» **Task**
How many lines in the items below contain the word "marked"? Case counts, and reply with the number alone.

» **Records shown**
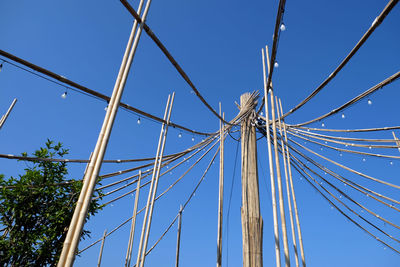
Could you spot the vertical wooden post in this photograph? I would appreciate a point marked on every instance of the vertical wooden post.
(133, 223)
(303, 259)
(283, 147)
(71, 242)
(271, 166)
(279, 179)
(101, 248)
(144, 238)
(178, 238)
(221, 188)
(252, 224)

--

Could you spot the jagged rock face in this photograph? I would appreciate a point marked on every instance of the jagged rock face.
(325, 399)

» **Solution**
2